* _EXERCISE OBJECTIVE_
Locate every line in the listing below that contains the word "tight", and copy each of those lines.

* _Saved data entries_
********************

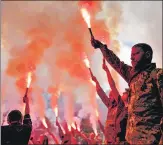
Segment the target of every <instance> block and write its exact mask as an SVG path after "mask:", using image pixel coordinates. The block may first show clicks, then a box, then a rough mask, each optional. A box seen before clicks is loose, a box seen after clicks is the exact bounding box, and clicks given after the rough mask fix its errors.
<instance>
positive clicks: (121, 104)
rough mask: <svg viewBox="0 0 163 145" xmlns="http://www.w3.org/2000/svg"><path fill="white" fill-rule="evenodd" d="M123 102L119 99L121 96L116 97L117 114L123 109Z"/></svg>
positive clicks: (123, 106)
mask: <svg viewBox="0 0 163 145" xmlns="http://www.w3.org/2000/svg"><path fill="white" fill-rule="evenodd" d="M124 107H125V104H124V102H123V100H122V99H121V96H119V97H118V107H117V116H119V115H120V114H121V112H122V111H123V110H124Z"/></svg>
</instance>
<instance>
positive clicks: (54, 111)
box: [54, 106, 58, 117]
mask: <svg viewBox="0 0 163 145" xmlns="http://www.w3.org/2000/svg"><path fill="white" fill-rule="evenodd" d="M54 112H55V115H56V117H58V107H57V106H56V107H55V108H54Z"/></svg>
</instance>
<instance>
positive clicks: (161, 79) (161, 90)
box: [157, 69, 163, 106]
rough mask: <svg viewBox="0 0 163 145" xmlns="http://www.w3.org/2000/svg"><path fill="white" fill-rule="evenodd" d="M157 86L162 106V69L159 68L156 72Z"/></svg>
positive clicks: (162, 83)
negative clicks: (161, 103) (156, 76)
mask: <svg viewBox="0 0 163 145" xmlns="http://www.w3.org/2000/svg"><path fill="white" fill-rule="evenodd" d="M157 87H158V90H159V93H160V100H161V102H162V106H163V69H159V70H158V72H157Z"/></svg>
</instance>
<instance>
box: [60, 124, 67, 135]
mask: <svg viewBox="0 0 163 145" xmlns="http://www.w3.org/2000/svg"><path fill="white" fill-rule="evenodd" d="M60 126H61V125H60ZM61 129H62V132H63V134H66V132H65V130H64V128H63V127H62V126H61Z"/></svg>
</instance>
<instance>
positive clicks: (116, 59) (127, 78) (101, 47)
mask: <svg viewBox="0 0 163 145" xmlns="http://www.w3.org/2000/svg"><path fill="white" fill-rule="evenodd" d="M91 43H92V46H93V47H95V48H100V50H101V52H102V54H103V56H104V58H105V59H106V61H107V62H108V63H109V64H110V65H111V66H112V67H113V68H114V69H115V70H116V71H117V72H118V73H119V74H120V75H121V76H122V77H123V79H124V80H125V81H126V82H127V83H128V82H129V81H130V78H131V69H132V67H131V66H129V65H127V64H125V63H124V62H122V61H120V59H119V58H118V57H117V56H116V55H115V54H114V52H113V51H111V50H110V49H108V48H107V45H103V44H102V43H101V42H100V41H98V40H95V39H91Z"/></svg>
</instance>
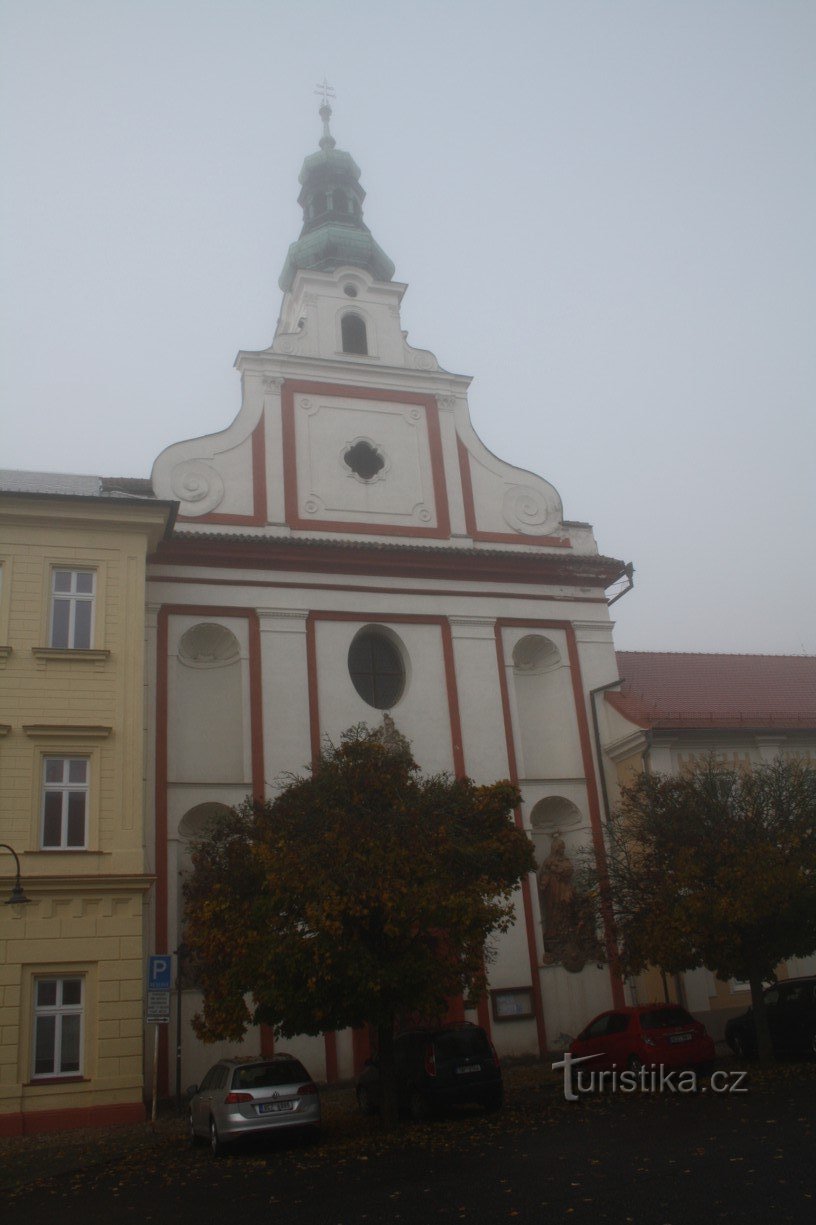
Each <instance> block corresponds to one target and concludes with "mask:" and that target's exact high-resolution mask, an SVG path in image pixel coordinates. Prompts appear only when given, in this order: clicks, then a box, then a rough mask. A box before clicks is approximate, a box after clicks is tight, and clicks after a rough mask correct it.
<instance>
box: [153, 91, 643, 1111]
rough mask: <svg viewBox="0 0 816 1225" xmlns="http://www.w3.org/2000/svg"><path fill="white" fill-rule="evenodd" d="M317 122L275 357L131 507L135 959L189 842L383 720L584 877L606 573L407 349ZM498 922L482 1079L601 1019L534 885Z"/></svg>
mask: <svg viewBox="0 0 816 1225" xmlns="http://www.w3.org/2000/svg"><path fill="white" fill-rule="evenodd" d="M330 114H331V111H330V109H328V107H326V105H325V107H323V108H322V109H321V116H322V119H323V136H322V140H321V141H320V149H319V152H316V153H314V154H312V156H310V157H308V158H306V160H305V163H304V168H303V171H301V175H300V181H301V189H303V190H301V192H300V197H299V202H300V205H301V207H303V211H304V229H303V233H301V235H300V238H299V240H298V241H297V243H294V244H293V246H292V247H290V250H289V255H288V257H287V262H285V267H284V271H283V274H282V277H281V288H282V289H283V304H282V310H281V318H279V322H278V327H277V331H276V334H274V339H273V342H272V344H271V347H270V348H268V349H265V350H262V352H252V353H249V352H241V353H239V355H238V359H236V363H235V364H236V367H238V370H239V371H240V377H241V385H243V403H241V408H240V412H239V414H238V416H236V418H235V420H234V421H233V423H232V425H229V426H228V428H227V429H225V430H223V432H221V434H216V435H211V436H207V437H200V439H192V440H189V441H184V442H179V443H176V445H174V446H170V447H169V448H168V450H165V451H164V452H163V453H162V454H161V456H159V457H158V459H157V461H156V464H154V468H153V474H152V481H153V491H154V495H156V496H157V497H159V499H165V500H172V501H178V502H179V515H178V522H176V526H175V530H174V533H173V535H172V537H170V538H168V539H165V540H164V541H162V543H161V544H159V546H158V549H157V551H156V554H154V555H153V557H152V560H151V562H149V566H148V573H147V625H148V668H147V677H148V680H147V684H148V701H147V708H148V710H149V712H151V714H149V720H151V722H149V725H148V750H149V756H151V767H149V769H151V778H149V779H148V811H153V812H154V821H153V835H152V838H151V855H152V862H151V864H149V865H148V867H149V870H151V871H152V872H153V873H154V876H156V888H154V891H153V894H152V902H151V906H152V911H151V916H149V924H151V944H152V948H153V951H154V952H158V953H162V952H173V951H175V949H176V948H178V947H179V944H180V943H181V941H183V898H181V881H183V873H184V872H185V871H186V870H187V869H189V864H190V857H189V856H190V844H191V839H194V838H195V837H196V835H198V834H201V833H202V832H203V831H205V829H206V827H207V822H208V821H210V818H211V817H212V816H213V815H214V813H217V812H218V811H221V810H222V808H223V807H227V806H230V805H234V804H236V802H239V801H240V800H243V799H244V797H245V796H246V794H247V793H254V794H255V795H256V796H265V795H271V794H273V793H274V789H276V780H277V779H278V778H279V777H281V775H282V774H283V773H285V772H292V771H300V769H303V768H304V767H305V766H306V764H308V762H309V761H310V759H311V758H312V757H314V755H316V753H317V752H319V750H320V745H321V742H322V740H323V737H326V736H328V737H331V739H332V740H337V739H338V737H339V735H341V733H342V731H343V730H344V729H347V728H348V726H350V725H352V724H355V723H360V722H364V723H368V724H370V725H374V724H376V723H379V722H380V718H381V715H382V712H383V710H386V709H387V710H388V712H390V713H391V715H392V718H393V719H395V722H396V724H397V726H398V729H399V730H401V731H402V733H403V734H404V735H406V736H407V737H408V739H409V740H410V742H412V747H413V752H414V756H415V758H417V761H418V762H419V763H420V766H421V768H423V769H424V771H428V772H437V771H450V772H451V773H453V774H461V773H467V774H469V775H470V777H473V778H474V779H475V780H477V782H485V783H488V782H493V780H496V779H500V778H511V779H513V780H515V782H517V783H518V785H519V788H521V791H522V795H523V806H522V810H521V812H519V813H518V820H519V821H521V822H522V823H523V826H524V828H527V829H528V831H529V832H531V833H532V835H533V838H534V842H535V846H537V855H538V859H539V862H543V861H544V859H545V857H546V856H548V855H549V854H550V851H551V848H553V839H554V834H556V832H557V833H559V834H560V835H561V838H562V839H564V840H565V844H566V853H567V855H570V856H573V855H575V853H576V851H577V850H578V848H580V846H584V845H594V848H595V850H597V851H598V854H603V838H602V813H603V806H604V796H603V784H602V778H600V768H602V763H600V762H599V758H598V736H597V734H595V719H594V696H597V693H598V691H602V690H603V688H604V687H605V686H609V685H611V684H613V682H614V681H615V680H616V679H618V664H616V659H615V652H614V648H613V630H611V620H610V614H609V601H610V594H609V593H610V590H611V589H613V588H614V586H615V584H616V583H620V581H621V579H624V578H625V577H626V573H627V570H626V567H625V566H624V564H622V562H621V561H618V560H615V559H610V557H606V556H603V555H599V552H598V549H597V545H595V541H594V537H593V533H592V529H591V527H589V526H587V524H586V523H578V522H572V521H566V519H564V517H562V507H561V501H560V497H559V495H557V492H556V490H555V488H554V486H553V485H551V484H550V483H549V481H548V480H545V479H544V478H543V477H539V475H535V474H533V473H531V472H526V470H522V469H518V468H515V467H512V466H510V464H507V463H505V462H502V461H501V459H500V458H497V457H496V456H494V454H491V453H490V452H489V451H488V450H486V448H485V446H484V445H483V443H482V442H480V441H479V439H478V436H477V434H475V432H474V430H473V426H472V424H470V419H469V413H468V399H467V396H468V385H469V379H468V377H466V376H462V375H456V374H451V372H448V371H447V370H445V369H442V367H441V366H440V364H439V361H437V360H436V358H435V356H434V354H431V353H430V352H426V350H421V349H414V348H412V347H410V345H409V344H408V342H407V339H406V336H407V333H406V332H403V330H402V322H401V303H402V298H403V294H404V292H406V285H404V284H401V283H398V282H396V281H393V279H392V278H393V271H395V269H393V265H392V263H391V261H390V260H388V257H387V256H386V255H385V252H382V250H381V249H380V247H379V246H377V244H376V243H375V241H374V239H372V236H371V234H370V232H369V229H368V228H366V225H365V224H364V222H363V207H361V206H363V198H364V192H363V189H361V186H360V183H359V174H360V171H359V169H358V168H357V165H355V164H354V162H353V159H352V158H350V156H349V154H348V153H344V152H342V151H339V149H337V148H336V146H334V141H333V137H332V136H331V134H330V130H328V118H330ZM593 691H594V695H593ZM304 887H308V882H304ZM517 909H518V920H517V922H516V925H515V926H513V927H512V930H511V931H510V932H507V933H506V935H505V936H502V937H501V940H500V942H499V946H497V947H499V955H497V958H496V960H495V963H494V964H493V965H491V969H490V993H489V997H488V1000H485V1001H483V1002H482V1003H480V1004H479V1007H478V1008H477V1009H468V1011H467V1013H464V1011H463V1012H462V1014H464V1016H467V1017H468V1018H469V1019H474V1020H477V1019H478V1020H479V1022H480V1023H482V1024H484V1025H485V1027H486V1028H488V1029H489V1030H490V1033H491V1035H493V1039H494V1042H495V1045H496V1049H497V1050H499V1053H500V1055H505V1056H510V1055H537V1053H539V1052H543V1051H545V1050H548V1049H554V1047H556V1046H557V1045H559V1040H560V1038H561V1035H564V1034H575V1033H576V1030H577V1028H578V1027H580V1025H581V1024H582V1023H586V1020H587V1019H588V1018H589V1017H592V1016H593V1014H594V1013H597V1012H599V1011H602V1009H603V1008H605V1007H609V1006H611V1003H613V1002H615V1003H622V1002H624V1000H622V985H621V982H620V980H619V979H616V976H615V975H614V974H613V973H611V971H610V968H609V965H608V964H604V963H603V962H602V960H600V959H588V960H587V963H586V964H583V967H582V968H580V969H578V968H576V967H575V965H573V967H571V968H570V969H567V968H565V964H562V960H560V959H557V958H554V957H553V955H551V952H550V953H548V949H546V947H545V943H544V938H543V929H542V914H540V903H539V895H538V889H537V882H535V877H531V880H529V881H526V882H524V886H523V888H522V889H521V891H519V892H518V898H517ZM198 1006H200V997H198V995H197V992H196V990H195V987H192V986H191V987H189V989H186V990H185V991H184V993H183V1022H184V1024H183V1027H181V1033H183V1035H184V1036H183V1047H184V1049H183V1067H184V1083H185V1084H186V1083H190V1082H192V1080H197V1079H200V1077H201V1073H202V1071H203V1069H205V1068H206V1067H207V1066H208V1065H210V1063H211V1062H212V1061H213V1058H214V1057H218V1055H219V1053H221V1050H219V1049H218V1047H216V1049H213V1047H202V1046H201V1045H200V1044H197V1042H196V1041H195V1039H194V1038H192V1033H191V1030H190V1028H189V1024H187V1022H189V1017H190V1016H191V1014H192V1013H194V1012H195V1011H197V1008H198ZM462 1007H463V1006H462ZM246 1044H247V1050H257V1047H259V1044H260V1045H261V1046H262V1049H265V1050H268V1049H270V1046H271V1036H270V1035H268V1034H261V1035H256V1034H252V1035H250V1036H249V1038H247V1040H246ZM285 1045H287V1049H289V1050H294V1051H295V1052H297V1053H298V1055H300V1056H301V1057H303V1058H304V1060H305V1061H306V1065H308V1066H309V1068H310V1071H311V1072H312V1074H314V1076H315V1077H316V1078H320V1079H328V1080H333V1079H339V1078H344V1077H349V1076H352V1074H353V1073H354V1071H355V1069H357V1067H359V1065H360V1062H361V1058H363V1057H364V1055H365V1052H366V1039H365V1035H360V1034H352V1033H344V1034H327V1035H323V1036H322V1038H320V1039H315V1038H303V1039H295V1040H294V1041H292V1042H290V1041H287V1044H285ZM229 1049H230V1050H234V1046H230V1047H229ZM164 1066H165V1073H164V1074H167V1073H168V1072H169V1066H168V1065H167V1063H165V1065H164ZM168 1087H172V1083H170V1084H169V1085H168Z"/></svg>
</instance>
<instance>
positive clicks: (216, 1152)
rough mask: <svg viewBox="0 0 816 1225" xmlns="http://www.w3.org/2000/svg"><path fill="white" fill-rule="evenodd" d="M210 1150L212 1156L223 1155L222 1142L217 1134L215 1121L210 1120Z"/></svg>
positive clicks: (219, 1155) (223, 1145) (212, 1118)
mask: <svg viewBox="0 0 816 1225" xmlns="http://www.w3.org/2000/svg"><path fill="white" fill-rule="evenodd" d="M210 1150H211V1153H212V1155H213V1156H223V1155H224V1142H223V1140H222V1138H221V1136H219V1134H218V1128H217V1127H216V1120H214V1118H211V1120H210Z"/></svg>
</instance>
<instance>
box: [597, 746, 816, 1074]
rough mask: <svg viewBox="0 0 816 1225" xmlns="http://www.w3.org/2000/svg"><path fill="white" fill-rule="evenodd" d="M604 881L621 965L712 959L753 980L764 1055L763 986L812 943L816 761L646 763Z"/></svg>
mask: <svg viewBox="0 0 816 1225" xmlns="http://www.w3.org/2000/svg"><path fill="white" fill-rule="evenodd" d="M608 861H609V866H608V873H609V875H608V880H606V881H604V882H602V884H603V887H604V888H608V889H609V893H610V898H611V903H613V908H614V916H615V925H616V932H618V940H619V946H620V957H621V964H622V967H624V968H625V969H626V970H627V971H630V973H638V971H640V970H643V969H644V968H646V967H647V965H649V964H652V965H658V967H660V968H662V969H663V970H664V971H665V973H680V971H682V970H690V969H693V968H696V967H706V968H707V969H709V970H713V971H714V973H716V974H717V975H718V976H719V978H722V979H730V978H735V979H742V980H747V981H749V982H750V986H751V1002H752V1004H754V1013H755V1022H756V1029H757V1050H758V1052H760V1057H761V1058H762V1060H768V1058H771V1057H772V1047H771V1038H769V1033H768V1024H767V1017H766V1013H765V1003H763V998H762V985H763V982H767V981H768V980H773V979H774V970H776V967H777V965H778V964H779V963H780V962H783V960H785V959H787V958H789V957H804V955H807V954H810V953H812V952H814V949H815V948H816V771H815V769H814V768H812V767H810V766H807V764H805V763H803V762H801V761H798V759H794V758H778V759H777V761H776V762H774V763H773V764H769V766H761V767H757V768H754V769H747V768H746V769H725V768H723V766H722V764H720V763H718V762H717V761H716V759H714V758H713V757H712V758H708V759H706V761H703V762H701V763H698V764H696V766H695V767H693V768H691V769H687V771H685V772H684V773H681V774H679V775H668V774H641V775H638V777H637V778H636V779H635V782H633V783H631V784H630V785H629V786H625V788H624V789H622V794H621V801H620V805H619V807H618V810H616V812H615V813H614V815H613V817H611V818H610V821H609V822H608Z"/></svg>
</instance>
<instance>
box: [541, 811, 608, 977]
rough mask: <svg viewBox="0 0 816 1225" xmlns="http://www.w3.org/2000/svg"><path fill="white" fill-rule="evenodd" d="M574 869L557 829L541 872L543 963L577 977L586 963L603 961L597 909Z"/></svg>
mask: <svg viewBox="0 0 816 1225" xmlns="http://www.w3.org/2000/svg"><path fill="white" fill-rule="evenodd" d="M573 876H575V867H573V865H572V860H571V859H570V856H569V855H567V853H566V844H565V842H564V838H562V837H561V834H560V832H559V831H557V829H556V831H555V833H554V834H553V842H551V843H550V854H549V855H548V856H546V859H545V860H544V862H543V864H542V866H540V867H539V870H538V895H539V902H540V909H542V927H543V931H544V964H545V965H555V964H560V965H562V967H564V968H565V970H569V971H570V973H571V974H578V973H580V971H581V970H582V969H583V968H584V965H586V964H587V962H597V960H600V959H603V957H604V953H603V947H602V944H600V942H599V941H598V935H597V931H595V909H594V904H593V899H592V897H591V895H589V894H587V893H582V892H580V891H578V889H577V888H576V886H575V883H573V880H572V877H573Z"/></svg>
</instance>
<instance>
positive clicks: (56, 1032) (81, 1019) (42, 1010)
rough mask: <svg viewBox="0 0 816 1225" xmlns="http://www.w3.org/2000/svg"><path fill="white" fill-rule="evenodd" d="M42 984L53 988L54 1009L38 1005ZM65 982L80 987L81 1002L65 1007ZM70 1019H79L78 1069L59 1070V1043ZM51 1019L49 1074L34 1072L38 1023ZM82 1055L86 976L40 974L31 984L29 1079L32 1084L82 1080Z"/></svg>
mask: <svg viewBox="0 0 816 1225" xmlns="http://www.w3.org/2000/svg"><path fill="white" fill-rule="evenodd" d="M44 982H55V984H56V1001H55V1003H53V1004H40V1003H39V1002H38V995H39V986H40V984H44ZM66 982H78V984H80V1002H78V1003H67V1004H66V1003H64V1000H62V997H64V992H65V984H66ZM71 1017H78V1018H80V1033H78V1038H77V1066H76V1067H72V1068H65V1067H64V1066H62V1041H64V1034H65V1020H66V1019H67V1018H71ZM48 1018H54V1033H53V1035H51V1053H53V1060H51V1071H50V1072H38V1071H37V1036H38V1028H39V1022H40V1020H47V1019H48ZM83 1052H85V975H83V974H39V975H36V976H34V980H33V1024H32V1047H31V1078H32V1080H56V1079H65V1078H66V1077H81V1076H83V1063H85V1060H83Z"/></svg>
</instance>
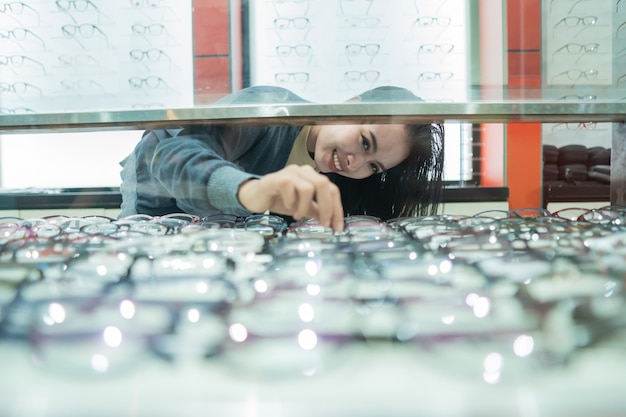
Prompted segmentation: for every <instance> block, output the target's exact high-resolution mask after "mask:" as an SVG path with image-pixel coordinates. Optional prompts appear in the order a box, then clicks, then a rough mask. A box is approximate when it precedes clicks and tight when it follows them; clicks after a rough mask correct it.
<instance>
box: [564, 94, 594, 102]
mask: <svg viewBox="0 0 626 417" xmlns="http://www.w3.org/2000/svg"><path fill="white" fill-rule="evenodd" d="M597 99H598V96H596V95H593V94H589V95H586V96H578V95H575V94H568V95H565V96H562V97H560V98H559V100H562V101H594V100H597Z"/></svg>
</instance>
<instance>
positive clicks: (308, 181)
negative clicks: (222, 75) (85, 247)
mask: <svg viewBox="0 0 626 417" xmlns="http://www.w3.org/2000/svg"><path fill="white" fill-rule="evenodd" d="M357 99H359V100H361V101H370V102H385V101H386V102H390V101H419V98H417V97H415V96H414V95H413V94H412V93H410V92H409V91H407V90H404V89H401V88H396V87H379V88H376V89H374V90H370V91H367V92H365V93H363V94H362V95H361V96H360V97H358V98H357ZM294 102H304V100H303V99H302V98H300V97H298V96H297V95H295V94H293V93H291V92H290V91H288V90H285V89H282V88H277V87H251V88H249V89H245V90H242V91H240V92H238V93H236V94H234V95H231V96H229V97H227V98H225V99H223V100H221V101H220V102H218V103H217V105H222V104H242V103H246V104H253V103H294ZM443 140H444V134H443V127H442V126H440V125H431V124H426V125H411V126H407V125H398V124H394V125H315V126H252V127H250V126H219V125H207V126H180V127H176V128H172V129H167V130H156V131H147V132H145V133H144V135H143V137H142V139H141V141H140V142H139V144H138V145H137V147H136V148H135V149H134V151H133V152H132V153H131V154H130V155H129V156H128V157H126V158H125V159H124V160H123V161H122V166H123V169H122V185H121V192H122V199H123V202H122V210H121V213H120V216H122V217H123V216H128V215H131V214H137V213H142V214H150V215H164V214H168V213H173V212H185V213H189V214H194V215H197V216H200V217H206V216H210V215H214V214H235V215H240V216H247V215H250V214H251V213H255V212H265V211H268V210H269V211H271V212H273V213H275V214H280V215H284V216H290V217H293V218H296V219H298V218H302V217H312V218H315V219H317V220H319V221H320V223H321V224H322V225H324V226H328V227H332V228H333V229H334V230H337V231H340V230H343V221H344V217H345V216H346V215H356V214H368V215H373V216H378V217H380V218H382V219H389V218H393V217H398V216H404V215H414V214H421V213H434V212H435V211H436V208H437V205H438V203H439V199H440V195H441V189H442V170H443Z"/></svg>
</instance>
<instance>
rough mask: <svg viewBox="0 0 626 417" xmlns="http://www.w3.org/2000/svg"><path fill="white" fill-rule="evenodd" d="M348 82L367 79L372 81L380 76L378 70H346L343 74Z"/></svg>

********************

* _RESPONSE BOX_
Each <instance> block corresponds to one target and concludes with "mask:" and that target's exact high-resolution mask, an SVG path in image pixel coordinates. Prompts appear only when given, in this order: clicks, then a box, then a rough mask. A box before clicks is approximate, a box after clicks is tight, and clicks after a rough mask correct it.
Prompted segmentation: for every <instance> block, output the target's exact high-resolution mask after "mask:" as an SVG path with image-pixel coordinates. Optional prompts appear in the order a box, then clicks, then a rough mask. A box is approximate when it precedes clicks and tight when it follows them; clicks after a rough mask correct it.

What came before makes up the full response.